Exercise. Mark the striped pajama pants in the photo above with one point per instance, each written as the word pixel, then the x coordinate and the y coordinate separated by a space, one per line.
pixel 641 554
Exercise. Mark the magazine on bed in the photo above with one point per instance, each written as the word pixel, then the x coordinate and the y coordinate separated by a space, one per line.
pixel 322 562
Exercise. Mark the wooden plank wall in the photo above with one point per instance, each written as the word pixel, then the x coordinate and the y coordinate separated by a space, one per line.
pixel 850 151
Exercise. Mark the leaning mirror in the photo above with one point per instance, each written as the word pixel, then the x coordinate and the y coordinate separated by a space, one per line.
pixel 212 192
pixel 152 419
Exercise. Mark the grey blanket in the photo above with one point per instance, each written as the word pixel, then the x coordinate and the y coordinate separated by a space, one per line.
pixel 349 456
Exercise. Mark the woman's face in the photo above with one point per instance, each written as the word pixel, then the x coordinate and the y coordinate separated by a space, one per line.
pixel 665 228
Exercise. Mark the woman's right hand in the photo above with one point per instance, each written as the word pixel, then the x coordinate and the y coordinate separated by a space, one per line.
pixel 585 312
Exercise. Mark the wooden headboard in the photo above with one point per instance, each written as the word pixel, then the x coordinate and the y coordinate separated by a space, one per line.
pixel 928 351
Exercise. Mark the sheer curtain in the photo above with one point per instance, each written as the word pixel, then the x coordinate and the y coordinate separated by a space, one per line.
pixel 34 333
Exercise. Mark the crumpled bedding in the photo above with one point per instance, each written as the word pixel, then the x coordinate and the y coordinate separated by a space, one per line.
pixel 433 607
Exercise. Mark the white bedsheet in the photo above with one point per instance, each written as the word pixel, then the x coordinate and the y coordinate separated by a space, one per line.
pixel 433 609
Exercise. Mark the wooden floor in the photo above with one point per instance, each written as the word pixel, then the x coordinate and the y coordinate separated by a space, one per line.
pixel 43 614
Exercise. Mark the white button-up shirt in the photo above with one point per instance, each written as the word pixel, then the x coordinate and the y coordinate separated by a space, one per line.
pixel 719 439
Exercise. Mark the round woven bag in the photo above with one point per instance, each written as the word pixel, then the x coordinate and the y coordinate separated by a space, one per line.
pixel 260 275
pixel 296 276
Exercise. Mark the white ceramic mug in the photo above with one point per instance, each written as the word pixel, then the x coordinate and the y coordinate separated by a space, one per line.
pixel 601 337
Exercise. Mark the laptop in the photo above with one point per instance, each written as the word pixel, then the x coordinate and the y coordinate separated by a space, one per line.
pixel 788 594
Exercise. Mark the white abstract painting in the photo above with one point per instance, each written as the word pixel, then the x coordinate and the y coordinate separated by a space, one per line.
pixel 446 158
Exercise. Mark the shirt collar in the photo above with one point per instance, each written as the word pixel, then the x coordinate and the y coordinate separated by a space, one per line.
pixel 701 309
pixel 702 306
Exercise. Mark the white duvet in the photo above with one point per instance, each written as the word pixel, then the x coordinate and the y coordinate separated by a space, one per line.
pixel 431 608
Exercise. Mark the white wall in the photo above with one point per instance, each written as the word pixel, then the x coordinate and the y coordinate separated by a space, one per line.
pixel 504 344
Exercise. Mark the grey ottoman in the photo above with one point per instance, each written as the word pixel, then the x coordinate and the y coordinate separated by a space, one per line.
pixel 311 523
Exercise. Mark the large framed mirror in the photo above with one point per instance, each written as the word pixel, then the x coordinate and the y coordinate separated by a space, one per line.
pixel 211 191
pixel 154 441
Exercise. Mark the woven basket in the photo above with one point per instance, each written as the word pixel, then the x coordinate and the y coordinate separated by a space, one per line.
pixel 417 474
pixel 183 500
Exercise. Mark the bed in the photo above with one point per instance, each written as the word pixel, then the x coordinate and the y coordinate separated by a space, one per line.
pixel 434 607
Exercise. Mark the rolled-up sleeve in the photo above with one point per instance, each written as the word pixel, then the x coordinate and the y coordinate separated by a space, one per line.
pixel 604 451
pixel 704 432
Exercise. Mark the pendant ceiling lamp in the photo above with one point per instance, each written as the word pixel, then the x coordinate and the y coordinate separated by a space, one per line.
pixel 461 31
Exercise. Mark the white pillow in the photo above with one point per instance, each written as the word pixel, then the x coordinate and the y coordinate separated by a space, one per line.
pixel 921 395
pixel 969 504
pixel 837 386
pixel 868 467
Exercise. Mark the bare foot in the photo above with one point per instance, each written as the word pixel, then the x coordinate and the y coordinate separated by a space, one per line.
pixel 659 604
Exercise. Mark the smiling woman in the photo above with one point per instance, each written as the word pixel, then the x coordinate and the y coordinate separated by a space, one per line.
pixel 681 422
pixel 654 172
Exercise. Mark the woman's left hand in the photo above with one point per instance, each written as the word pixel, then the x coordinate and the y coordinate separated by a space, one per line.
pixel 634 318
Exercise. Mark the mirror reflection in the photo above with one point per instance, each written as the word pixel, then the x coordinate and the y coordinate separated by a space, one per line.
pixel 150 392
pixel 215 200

- _Instructions to follow_:
Please lay out all of the material above as a Markdown table with the columns Row and Material line. Give each line its own numbered row and leave out blank lines.

- _Solution for this exercise_:
| Row | Material line |
|---|---|
| 1 | Exercise. Mark the striped pajama pants in the photo above with one point per instance, each written as the word pixel, then the x coordinate and the y coordinate separated by a space, one per line. |
| 2 | pixel 641 554 |
| 3 | Exercise. Mark the magazine on bed in the photo above with one point per instance, each written as the word pixel, then the x coordinate and the y coordinate separated by a space, one per line. |
| 4 | pixel 322 562 |
| 5 | Exercise. Mark the wooden plank wall in the photo above with one point per instance, each written as the word pixel, then the x coordinate and the y coordinate separated by a space, one per line. |
| 6 | pixel 850 151 |
| 7 | Exercise. Mark the leaning mirror in the photo above with one point per instance, each written as the word pixel, then the x coordinate and the y coordinate separated by a space, one per line. |
| 8 | pixel 212 192 |
| 9 | pixel 152 419 |
| 10 | Exercise. Mark the grey blanket in the photo above with one point per instance, each written as the word pixel, then the x coordinate and the y coordinate separated by a space, one per line. |
| 11 | pixel 349 456 |
| 12 | Exercise. Mark the woman's face in the photo above with one point per instance, each written as the word pixel, then the x coordinate and the y coordinate separated by a space, one per line. |
| 13 | pixel 665 228 |
| 14 | Exercise. Mark the woman's right hand in the photo above with one point per instance, each written as the word pixel, then the x coordinate and the y coordinate separated by a space, one per line. |
| 15 | pixel 585 312 |
| 16 | Exercise. Mark the wooden headboard in the photo above with one point per instance, each written as the word pixel, then the x coordinate and the y coordinate separated by a space, one per line. |
| 17 | pixel 928 351 |
| 18 | Exercise. Mark the sheer curtain in the photo above with one point per instance, each written as the word pixel, then the x coordinate and the y coordinate separated by a space, one per line. |
| 19 | pixel 34 333 |
| 20 | Exercise. Mark the crumpled bedding in the photo above with one point per instance, each written as the word pixel, then the x coordinate and the y coordinate separated by a space, one per line. |
| 21 | pixel 433 607 |
| 22 | Exercise. Mark the white bedsheet in the photo above with one point per instance, each written as the word pixel, then the x coordinate and the y coordinate separated by a space, one per line. |
| 23 | pixel 433 609 |
| 24 | Exercise. Mark the wooden floor in the photo above with one point per instance, each written as the word pixel, then the x coordinate and the y coordinate separated by a space, one per line. |
| 25 | pixel 43 614 |
| 26 | Exercise. Mark the white button-up shirt in the photo above with one point per instance, each written as the word pixel, then the x coordinate and the y coordinate separated by a space, one per line. |
| 27 | pixel 719 439 |
| 28 | Exercise. Mark the round woven bag in the photo above with one point per instance, each written as the word pixel, then the x coordinate and the y coordinate separated by a space, one per line. |
| 29 | pixel 260 275 |
| 30 | pixel 296 276 |
| 31 | Exercise. Mark the white ceramic mug in the photo above with one point per instance, each written as the word pixel, then the x coordinate and the y coordinate separated by a space, one per line. |
| 32 | pixel 601 337 |
| 33 | Exercise. Mark the laptop in the photo above with one point per instance, each written as the word pixel, then the x coordinate and the y coordinate separated by a space, one per line. |
| 34 | pixel 788 594 |
| 35 | Exercise. Mark the white abstract painting in the photo above with one point per instance, each written as the word pixel, then the x coordinate and the y coordinate separated by a space, one per line. |
| 36 | pixel 446 158 |
| 37 | Exercise. Mark the shirt collar in the photo above with one point per instance, each written as the word pixel, then the x coordinate and the y coordinate separated by a space, one per line. |
| 38 | pixel 701 309 |
| 39 | pixel 702 306 |
| 40 | Exercise. Mark the white duvet in the photo above with one point per instance, each written as the word pixel, then the x coordinate and the y coordinate separated by a space, one per line. |
| 41 | pixel 431 608 |
| 42 | Exercise. Mark the white wall in the photo above with one point per instance, each written as the word pixel, then the x coordinate and the y coordinate separated by a space, one per line. |
| 43 | pixel 504 344 |
| 44 | Exercise. Mark the grey ottoman in the photo above with one point per instance, each written as the word pixel, then the x coordinate and the y coordinate separated by a space, one per line. |
| 45 | pixel 311 523 |
| 46 | Exercise. Mark the large framed mirror in the photo above with one point per instance, each written as the word pixel, then the x coordinate and the y coordinate separated by a space, one per line. |
| 47 | pixel 211 191 |
| 48 | pixel 154 441 |
| 49 | Exercise. Mark the woven basket in the photo above with one point per instance, each written as the word pixel, then the x coordinate and the y coordinate separated by a space, one per line. |
| 50 | pixel 417 474 |
| 51 | pixel 183 500 |
| 52 | Exercise. Mark the bed in the photo above with one point per instance, each written as the word pixel, then the x coordinate and the y coordinate separated by a space, one per line. |
| 53 | pixel 434 607 |
| 54 | Exercise. Mark the rolled-up sleeve in the photo above with one point per instance, each written as the word pixel, then the x coordinate and the y coordinate separated by a space, one per line. |
| 55 | pixel 604 451 |
| 56 | pixel 704 432 |
| 57 | Exercise. Mark the pendant ceiling lamp in the photo above with one point per instance, each written as the word pixel, then the x coordinate and the y coordinate separated by a space, one per line. |
| 58 | pixel 461 31 |
| 59 | Exercise. Mark the white pillow in the photo above with one point per instance, each written as the word pixel, then the x coordinate and the y coordinate separated by a space, one per line. |
| 60 | pixel 921 395 |
| 61 | pixel 969 504 |
| 62 | pixel 837 386 |
| 63 | pixel 868 467 |
| 64 | Exercise. Mark the bare foot in the photo above with one point per instance, each written as the word pixel, then the x coordinate and the y coordinate separated by a space, one per line. |
| 65 | pixel 659 604 |
| 66 | Exercise. Mark the smiling woman in the photo above with one point per instance, each written as the word pixel, then the x coordinate and the y coordinate separated by a space, one per line. |
| 67 | pixel 681 422 |
| 68 | pixel 654 172 |
| 69 | Exercise. Mark the woman's left hand in the photo above with one point per instance, each written as the word pixel, then the x coordinate and the y coordinate separated by a space, one per line. |
| 70 | pixel 634 318 |
| 71 | Exercise. Mark the mirror reflection in the photo above with one point per instance, each written as the word pixel, then the x coordinate and the y coordinate separated by a space, one per line. |
| 72 | pixel 150 392 |
| 73 | pixel 215 200 |